--- Alıntı metin ---
Müze ve galeri mekânlarının o pasif atmosferini kırarak katılımcı bir pratik oluşturmayı amaçlayan 1961 doğumlu Höller, senelerdir bu yönde işler üretiyor. Bir bilim adamıyken sanata el atan Höller, üretimlerini bu tecrübeyle sürdürüyor. Mekânı bir atölyeden çok laboratuvar veya tasarım fabrikası gibi kullanıyor ve işlerinde işbirliğine dayanan bir sanat deneyimi sunuyor. Geleneksel anlamdaki sanat nesnesi ve izleyici tanımları üzerine kafa yoran Höller, katılımlı bir sanat derdinde. Sergideki uzun kuyruklardan, başarılı olduğunu söylemek zor değil. Türkiyeli sanat seveler, Höller'in 5. ve 6. Uluslararası İstanbul Bienali'nde de eserlerinin sergilendiğini hatırlayacaktır.
Galeri mekânına uzun bir metal tünelden geçerek giriyorsunuz. Sanatçının ‘karar koridorları' adını verdiği bu karanlık geçitten geçmeniz bekleniyor. Klostrofobiniz varsa bu metal tünel pek önerilmez. Biraz ürkütücü bu yolculuğun ardından, uçan mantarlar ve çocukların içine girip oynayabildiği zar şeklindeki koca küp karşılıyor sizi. Höller'in, ‘sanat eserine dokunmak yasaktır' algısını kırmak için çabalayan işlerini galeride sürekli hareket eden iki yataktan görmek mümkün. Bunlar, galeride konaklamak isteyen izleyiciler için, fakat meraklısı bir gecelik 300 sterlin ödemek zorunda. Galerinin tavanlarına ve yatakların kenarlarına monte edilmiş sensörler sayesinde yataklar birbirine çarpmadan hareket ediyor ve 24 saat boyunca kamerayla izleniyor. Sanatçı, hareket eden bir yataktaki rüyalar ve gündüz nerede uyanacağınızın belirsizliğini sorguluyor. Yatılı sanatseveri sabah çay veya kahve ikram ediliyor.
İZLEYİCİNİN AKTİF OLANI MAKBUL!
---
Verilen görev 1: Aşağıdaki üç ifade Höller sergisi metniyle uyuşuyor mu? Her biri için evet ya da hayır deyin ve kararı belirleyen sözleri metinden aynen alıntılayın: (a) Höller 1961 doğumludur. (b) Galerideki yataklarda bir gece kalmak ücretsizdir. (c) Höller sanata yönelmeden önce bilim adamıydı.
Verilen görev 2: Höller sergisi metninde "Müze ve galeri" ile "eserlerinin sergilendiğini hatırlayacaktır." arasındaki bölümü, bu iki ifade de dahil olmak üzere, birebir yeniden yazın.
Verilen görev 3: Höller sergisi metnini kaldığı yerden devam ettirin.
Satırlar farklı bir kaynaktan alınmıştır.
--- Ham veri ---
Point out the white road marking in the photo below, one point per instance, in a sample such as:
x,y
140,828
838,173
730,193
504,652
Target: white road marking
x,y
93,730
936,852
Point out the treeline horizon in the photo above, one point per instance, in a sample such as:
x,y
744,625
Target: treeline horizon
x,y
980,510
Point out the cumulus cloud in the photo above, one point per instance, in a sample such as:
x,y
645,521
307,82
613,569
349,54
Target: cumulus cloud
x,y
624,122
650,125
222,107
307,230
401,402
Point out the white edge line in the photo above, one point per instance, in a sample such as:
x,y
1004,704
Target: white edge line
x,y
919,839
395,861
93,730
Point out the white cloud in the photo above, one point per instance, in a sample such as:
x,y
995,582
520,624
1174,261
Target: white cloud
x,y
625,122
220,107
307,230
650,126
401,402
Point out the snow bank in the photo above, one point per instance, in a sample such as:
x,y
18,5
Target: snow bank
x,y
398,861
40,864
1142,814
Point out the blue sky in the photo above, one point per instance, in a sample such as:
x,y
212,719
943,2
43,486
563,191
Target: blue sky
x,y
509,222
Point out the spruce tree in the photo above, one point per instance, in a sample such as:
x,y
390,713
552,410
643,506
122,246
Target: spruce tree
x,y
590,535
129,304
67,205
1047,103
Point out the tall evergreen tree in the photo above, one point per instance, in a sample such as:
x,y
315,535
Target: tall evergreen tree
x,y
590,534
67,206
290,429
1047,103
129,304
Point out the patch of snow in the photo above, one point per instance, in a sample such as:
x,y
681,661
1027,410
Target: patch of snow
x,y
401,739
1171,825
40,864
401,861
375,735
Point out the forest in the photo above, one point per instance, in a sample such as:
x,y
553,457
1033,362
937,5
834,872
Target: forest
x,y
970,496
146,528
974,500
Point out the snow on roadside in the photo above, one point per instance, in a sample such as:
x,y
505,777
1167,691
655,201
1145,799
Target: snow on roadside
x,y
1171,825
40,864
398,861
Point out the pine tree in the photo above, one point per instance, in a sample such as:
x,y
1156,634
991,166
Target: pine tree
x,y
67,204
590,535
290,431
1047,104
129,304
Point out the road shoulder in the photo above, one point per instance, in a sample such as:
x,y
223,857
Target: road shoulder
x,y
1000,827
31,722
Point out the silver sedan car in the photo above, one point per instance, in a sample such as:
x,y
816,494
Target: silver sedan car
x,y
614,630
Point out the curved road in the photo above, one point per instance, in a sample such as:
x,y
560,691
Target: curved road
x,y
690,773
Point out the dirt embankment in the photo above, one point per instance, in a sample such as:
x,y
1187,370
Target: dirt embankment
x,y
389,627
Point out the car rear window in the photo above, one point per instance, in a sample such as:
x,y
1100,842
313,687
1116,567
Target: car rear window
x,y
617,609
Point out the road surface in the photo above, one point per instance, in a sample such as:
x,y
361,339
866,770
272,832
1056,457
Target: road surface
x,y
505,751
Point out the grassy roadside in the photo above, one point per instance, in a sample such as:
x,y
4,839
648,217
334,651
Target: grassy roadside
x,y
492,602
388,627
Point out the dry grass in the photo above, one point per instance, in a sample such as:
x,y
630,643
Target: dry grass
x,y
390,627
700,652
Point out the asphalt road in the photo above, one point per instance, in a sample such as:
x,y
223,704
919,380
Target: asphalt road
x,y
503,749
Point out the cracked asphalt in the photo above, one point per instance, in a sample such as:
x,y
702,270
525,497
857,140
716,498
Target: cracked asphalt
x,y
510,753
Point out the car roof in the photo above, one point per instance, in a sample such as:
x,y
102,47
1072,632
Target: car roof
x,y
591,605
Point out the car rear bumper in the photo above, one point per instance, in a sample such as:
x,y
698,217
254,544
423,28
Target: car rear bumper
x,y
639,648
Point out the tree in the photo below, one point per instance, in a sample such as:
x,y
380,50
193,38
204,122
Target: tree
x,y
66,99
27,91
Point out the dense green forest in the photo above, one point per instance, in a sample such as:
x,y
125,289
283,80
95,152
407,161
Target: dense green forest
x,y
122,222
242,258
---
Yazılı yanıt 1:
(a) Evet: "1961 doğumlu Höller"
(b) Hayır: "meraklısı bir gecelik 300 sterlin ödemek zorunda"
(c) Evet: "Bir bilim adamıyken sanata el atan Höller"

Yazılı yanıt 2:
Müze ve galeri mekânlarının o pasif atmosferini kırarak katılımcı bir pratik oluşturmayı amaçlayan 1961 doğumlu Höller, senelerdir bu yönde işler üretiyor. Bir bilim adamıyken sanata el atan Höller, üretimlerini bu tecrübeyle sürdürüyor. Mekânı bir atölyeden çok laboratuvar veya tasarım fabrikası gibi kullanıyor ve işlerinde işbirliğine dayanan bir sanat deneyimi sunuyor. Geleneksel anlamdaki sanat nesnesi ve izleyici tanımları üzerine kafa yoran Höller, katılımlı bir sanat derdinde. Sergideki uzun kuyruklardan, başarılı olduğunu söylemek zor değil. Türkiyeli sanat seveler, Höller'in 5. ve 6. Uluslararası İstanbul Bienali'nde de eserlerinin sergilendiğini hatırlayacaktır.

Yazılı yanıt 3:
Dünyayı başaşağı gösteren biraz ağır gözlüklerle galerinin terasında, Londra manzarasını çok daha farklı izleyebiliyorsunuz. Tabii bu ağır gözlükleri taşımak ve sergiyi gezen diğer izleyicilere çarpmamak için büyük bir çaba harcamanız gerekiyor. Görme algımızı değiştirmek isteyen Höller, gerçek dünyayı göstermeye çalışıyor. Müzenin terasından bahçeye doğru akan kaydırak ise sanatçının 2006'da yine Londra'da Tate Modern'in içine yerleştirdiği eserin bir benzeri. Bu kez binanın dışına yerleştirilen kaydırak, kişinin kent hayatıyla olan ilişkisini sorguluyor. ‘Hap saati' adını verdiği çalışması ise, galerinin ortasına her üç dakikada bir, kırmızı beyaz renkli ilacın düşmesinden oluşuyor. Serginin sonunda ise mekanda 1,2 milyon adet hap birikecek.
İzleyicinin, eserleri tamamladığı bir çalışma olan bu sergi, sanatseverlere de büyük bir sorumluluk yüklüyor, zira onlar olmadan bu etkileşimin gerçekleşmesi söz konusu değil. İzleyici bu etkileşimle her ne kadar pasif durumdan sıyrılıp aktif bir hale dönüştüğünü zannetse de sanatçının görünür-görünmez yönlendirmeleriyle yine pasif hale bürünüyor. Höller'in bu derece katılıma açık işlerinin biraz geçici bir tad bıraktığını söylemek zor olmaz. Galerinin dışına çıktıktan sonra biraz eğlenceyle karışık bir lezzet kalıyor damağınızda. Sergi 6 Eylül'e kadar açık kalacak.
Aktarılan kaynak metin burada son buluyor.